__The problem__: Output all of the lines in these items exactly as they appear, with no changes.

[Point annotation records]
-=-=-

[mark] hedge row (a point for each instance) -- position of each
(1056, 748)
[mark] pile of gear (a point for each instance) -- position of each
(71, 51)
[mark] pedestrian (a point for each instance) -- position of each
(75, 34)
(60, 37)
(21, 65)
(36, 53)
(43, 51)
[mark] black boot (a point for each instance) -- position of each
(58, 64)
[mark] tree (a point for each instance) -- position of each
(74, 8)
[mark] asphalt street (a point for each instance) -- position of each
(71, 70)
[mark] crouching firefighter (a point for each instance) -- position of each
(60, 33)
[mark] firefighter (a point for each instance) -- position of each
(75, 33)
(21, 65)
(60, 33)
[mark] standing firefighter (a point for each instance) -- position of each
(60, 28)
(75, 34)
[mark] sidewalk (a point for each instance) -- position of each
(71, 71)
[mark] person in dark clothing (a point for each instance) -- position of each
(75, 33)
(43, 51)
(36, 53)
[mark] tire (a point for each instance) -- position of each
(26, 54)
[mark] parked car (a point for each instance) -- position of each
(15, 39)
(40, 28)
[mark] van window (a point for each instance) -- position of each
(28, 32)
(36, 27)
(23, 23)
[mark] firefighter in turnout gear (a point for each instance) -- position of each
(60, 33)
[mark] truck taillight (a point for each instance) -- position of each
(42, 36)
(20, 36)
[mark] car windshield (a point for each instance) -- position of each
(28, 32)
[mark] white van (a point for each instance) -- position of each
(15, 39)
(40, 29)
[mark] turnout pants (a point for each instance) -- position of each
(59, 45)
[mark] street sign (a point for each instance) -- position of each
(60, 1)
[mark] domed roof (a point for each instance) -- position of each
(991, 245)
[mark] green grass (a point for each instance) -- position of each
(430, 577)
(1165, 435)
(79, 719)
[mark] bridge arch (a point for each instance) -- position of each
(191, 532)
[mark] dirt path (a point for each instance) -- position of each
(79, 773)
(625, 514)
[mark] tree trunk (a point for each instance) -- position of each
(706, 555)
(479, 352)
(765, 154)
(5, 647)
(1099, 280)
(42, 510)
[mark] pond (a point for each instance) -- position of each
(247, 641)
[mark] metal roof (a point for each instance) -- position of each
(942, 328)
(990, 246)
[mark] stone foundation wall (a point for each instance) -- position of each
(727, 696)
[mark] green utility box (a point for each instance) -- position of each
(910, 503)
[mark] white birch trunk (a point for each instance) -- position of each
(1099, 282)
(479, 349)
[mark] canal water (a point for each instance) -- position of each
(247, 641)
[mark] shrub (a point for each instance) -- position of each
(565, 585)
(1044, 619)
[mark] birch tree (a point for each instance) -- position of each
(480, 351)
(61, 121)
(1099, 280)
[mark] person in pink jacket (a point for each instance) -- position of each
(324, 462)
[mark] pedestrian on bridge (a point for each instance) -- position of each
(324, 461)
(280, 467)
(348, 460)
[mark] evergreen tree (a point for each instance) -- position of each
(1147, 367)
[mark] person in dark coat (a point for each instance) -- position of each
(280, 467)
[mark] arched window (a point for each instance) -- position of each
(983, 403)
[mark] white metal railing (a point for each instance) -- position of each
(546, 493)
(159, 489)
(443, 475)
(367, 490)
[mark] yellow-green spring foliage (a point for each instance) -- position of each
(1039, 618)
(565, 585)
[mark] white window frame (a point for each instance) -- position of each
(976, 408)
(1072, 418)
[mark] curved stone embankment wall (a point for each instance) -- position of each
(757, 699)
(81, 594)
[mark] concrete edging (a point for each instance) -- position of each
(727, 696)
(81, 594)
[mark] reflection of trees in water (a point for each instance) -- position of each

-=-=-

__Exercise solution__:
[mark] hedge row (a point for each instance) -- position of each
(1056, 748)
[mark] pile of gear (a point for each instance) -- position of each
(71, 51)
[mark] pedestrian (a point for each instance) -- position of each
(75, 34)
(60, 37)
(21, 65)
(36, 53)
(43, 51)
[mark] black boot (a point for each instance) -- position of each
(58, 64)
[mark] tree (a point for each instance) -- position of each
(74, 8)
[mark] asphalt street (a point for each instance) -- position of each
(71, 70)
[mark] crouching firefighter (a point for each instance) -- position of each
(60, 33)
[mark] firefighter (a point for each instance) -- position of each
(75, 33)
(21, 65)
(60, 33)
[mark] standing firefighter (a point for each instance) -- position of each
(60, 28)
(75, 34)
[mark] sidewalk (a point for each instance) -- position of each
(71, 71)
[mark] person in dark clothing (a point for each instance) -- position of each
(75, 33)
(43, 51)
(36, 53)
[mark] tire (a point for each instance) -- position of each
(26, 54)
[mark] parked car (a point for each instance) -- position of each
(15, 39)
(40, 28)
[mark] van window (a point for each instance) -- position of each
(28, 32)
(36, 27)
(23, 23)
[mark] firefighter in turnout gear (a point for each instance) -- position of each
(60, 33)
[mark] truck taillight (a point for each instance) -- position of each
(42, 36)
(20, 36)
[mark] car windshield (a point for each instance) -- position of each
(28, 32)
[mark] white van (a point for each instance) -- position of each
(15, 39)
(40, 29)
[mark] turnout pants (a point for each instance) -- position of each
(59, 45)
[mark] street sign (a point for each instance) -- position of each
(60, 1)
[mark] domed roof (a point for each instance) -- position of each
(991, 245)
[mark] green grass (a point for each instance) -- position of each
(430, 577)
(1165, 435)
(79, 719)
[mark] bridge arch (a point for each instance) -- position of each
(191, 532)
[mark] dirt path (a point for each instance) -- position of each
(79, 773)
(625, 514)
[mark] tree trunk (a point for each instance) -- position of each
(706, 555)
(479, 352)
(765, 154)
(5, 647)
(1099, 280)
(42, 510)
[mark] pond (a point for each instance) -- position of each
(247, 641)
[mark] metal roof (a point for each instance) -- position of each
(942, 328)
(990, 246)
[mark] stone foundation wall (a point for each instance) -- position of each
(727, 696)
[mark] green utility box (a point for each instance) -- position of each
(910, 503)
[mark] white birch trunk (a point for each instance) -- position of each
(1099, 282)
(479, 349)
[mark] canal water (a point for each instance) -- position of each
(247, 641)
[mark] shrub (a point for each instance) -- position of each
(565, 585)
(1044, 619)
[mark] birch tree (a point for each instance) -- position of each
(480, 351)
(61, 121)
(1099, 280)
[mark] person in pink jacket (a point for each instance) -- position of each
(324, 462)
[mark] pedestrian on bridge (a point for each instance) -- position of each
(324, 461)
(280, 467)
(348, 460)
[mark] evergreen tree (a point for each instance) -- position of each
(1147, 367)
[mark] person in dark coat (a point for each instance) -- position of each
(280, 467)
[mark] arched window (a point for each instance) -- position of each
(983, 403)
[mark] white metal railing (a point for each instance) -- position of each
(546, 493)
(159, 489)
(443, 475)
(367, 490)
[mark] yellow-green spring foliage (a point for each instance) -- position of each
(1039, 618)
(565, 585)
[mark] white window frame (a point for each instance) -- position of each
(976, 408)
(1072, 418)
[mark] curved stone embankment wall (a point for each instance) -- position of each
(757, 699)
(81, 594)
[mark] concrete edging (a point for each instance) -- position of each
(727, 696)
(81, 594)
[mark] reflection of trees in water (a point for each instance) -- position of each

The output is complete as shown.